* Textauszug *

--------------------------------

Die audiovisuellen Content-Anbieter Fernsehen (31,0 Prozent) und Radio (26,6 Prozent) befinden sich dagegen nur im Mittelfeld. Erwartungsgemäß hohe Werte erzielen bei den jungen Nutzern dagegen YouTube mit 47,3 Prozent, sowie Wikipedia (39,8 Prozent) und die klassischen Internetportale (39,0 Prozent). Twitter spielt für die Informations- und Meinungsbildung mit 13 Prozent der sich informierenden Nutzer auch in der jungen Altersgruppe noch keine allzu bedeutsame Rolle.

Die Nutzung von Twitter ist aber bei den Jüngeren doppelt so hoch wie in der Gesamtbevölkerung. Auch in der Gesamtbevölkerung erzielen die Angebote von Tageszeitungen (44,5 Prozent) und Zeitschriften (39,7 Prozent) die höchsten Werte in Bezug auf die Informations- und Meinungsbildung im Internet. Anders als bei den Jüngeren werden in der Gesamtbevölkerung die Internetportale der E-Mail-Anbieter mit 43,3 Prozent noch relativ stark für die Informationsbildung genutzt, während Facebook mit 36,4 Prozent erst auf Platz 4 folgt. TV und Radio kommen bei allen informierenden Nutzern im Schnitt auf 31,9 Prozent bzw. 20,4 Prozent.

--------------------------------

* Auflistung *
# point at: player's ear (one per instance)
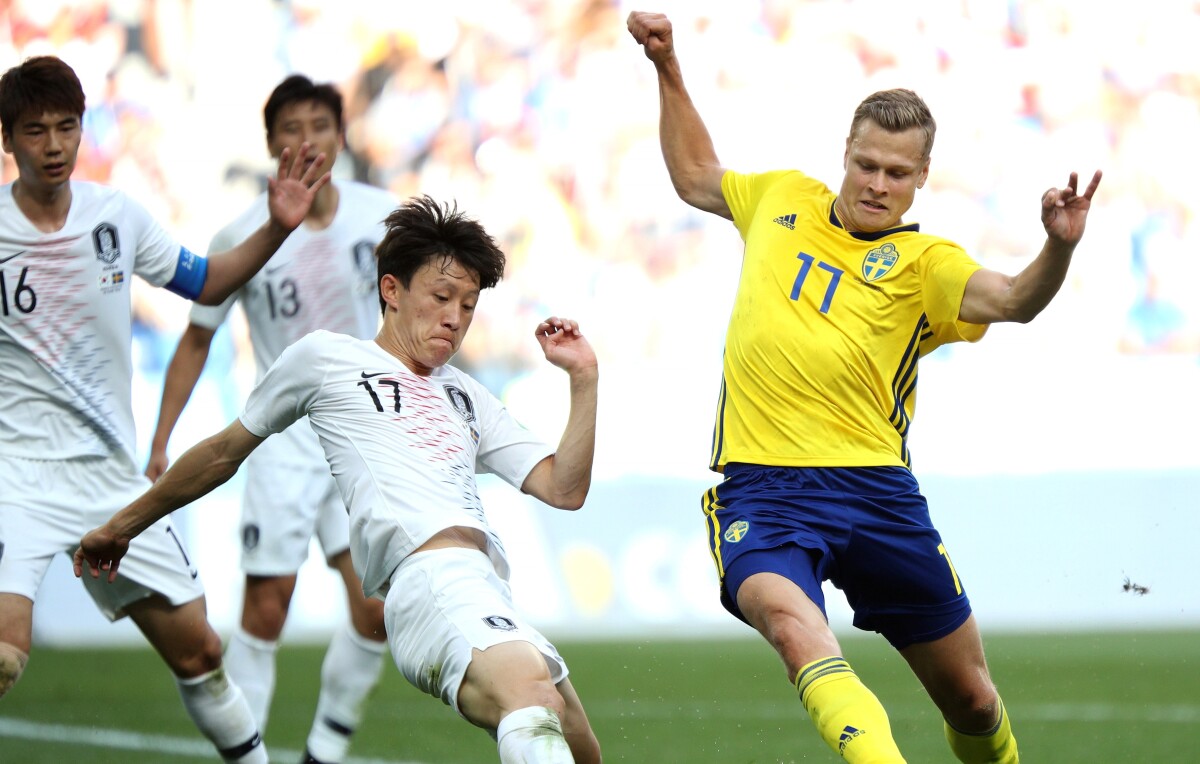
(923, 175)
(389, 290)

--------------------------------

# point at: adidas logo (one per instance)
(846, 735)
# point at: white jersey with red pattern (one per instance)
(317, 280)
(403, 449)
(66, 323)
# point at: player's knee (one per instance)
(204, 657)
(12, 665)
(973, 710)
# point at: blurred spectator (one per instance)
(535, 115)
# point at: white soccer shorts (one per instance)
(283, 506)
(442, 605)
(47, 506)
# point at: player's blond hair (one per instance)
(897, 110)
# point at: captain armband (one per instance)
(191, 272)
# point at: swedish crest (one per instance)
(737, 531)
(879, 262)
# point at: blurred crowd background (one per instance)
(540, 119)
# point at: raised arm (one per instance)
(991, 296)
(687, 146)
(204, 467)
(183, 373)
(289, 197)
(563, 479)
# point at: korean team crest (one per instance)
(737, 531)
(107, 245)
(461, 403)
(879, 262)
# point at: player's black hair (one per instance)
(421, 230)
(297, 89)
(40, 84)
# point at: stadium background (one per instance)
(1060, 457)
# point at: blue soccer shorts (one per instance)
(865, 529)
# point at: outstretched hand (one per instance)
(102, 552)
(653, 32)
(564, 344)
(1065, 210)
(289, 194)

--------------------------------

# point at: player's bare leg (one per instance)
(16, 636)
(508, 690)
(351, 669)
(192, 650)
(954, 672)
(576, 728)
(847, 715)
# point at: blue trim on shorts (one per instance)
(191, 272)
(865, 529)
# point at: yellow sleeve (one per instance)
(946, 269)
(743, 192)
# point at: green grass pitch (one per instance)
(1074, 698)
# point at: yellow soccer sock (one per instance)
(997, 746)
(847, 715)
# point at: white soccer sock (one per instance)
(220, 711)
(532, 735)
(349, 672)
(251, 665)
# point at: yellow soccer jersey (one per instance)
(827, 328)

--------------------------------

* Ihre Aufgaben *
**a.** Nennen Sie jedes Angebot, für das der Textauszug über die Informationsbildung im Internet einen Prozentwert in der Gesamtbevölkerung angibt. Führen Sie zu jedem Angebot den genannten Wert auf.
**b.** Auf welchem Platz steht Facebook laut dem Textauszug in der Gesamtbevölkerung, und mit welchem Wert?
**c.** Schreiben Sie den Textauszug über die Mediennutzung zur Informations- und Meinungsbildung nach seinem letzten Satz weiter.

* Antworten je Aufgabe *
**a.**
Tageszeitungen: 44,5 Prozent
Zeitschriften: 39,7 Prozent
Internetportale der E-Mail-Anbieter: 43,3 Prozent
Facebook: 36,4 Prozent
TV: 31,9 Prozent
Radio: 20,4 Prozent

**b.** Facebook folgt in der Gesamtbevölkerung mit 36,4 Prozent auf Platz 4.

**c.**
Intermediäre bestimmen zunehmend die informierende Mediennutzung

Wichtig für das Verständnis der bisherigen Bedeutung der informierenden Nutzung im Internet ist, sich klar zu machen, dass in Bezug auf die Gesamtbevölkerung erst knapp 30 Prozent der Personen ab 14 Jahren dies täglich tun; bei den 14- bis 29-Jährigen sind es aber bereits 48 Prozent. Vorstehend genannte Nutzungswerte sind in Bezug auf die Bevölkerung insgesamt gerechnet somit deutlich geringer. Dies gilt auch für die reichweitenstarken intermediären Internetplattformen wie Google, Facebook und YouTube, die zusammen erst von knapp einem Fünftel der Bevölkerung täglich für die Informationsbildung genutzt werden. Als Gatekeeper für Content und Inhalte der Medien werden sie zwar zunehmend die informierende Nutzung bestimmen, haben bisher aber noch keine dominierende Stellung in Bezug auf die Informations- und Meinungsbildung im Internet.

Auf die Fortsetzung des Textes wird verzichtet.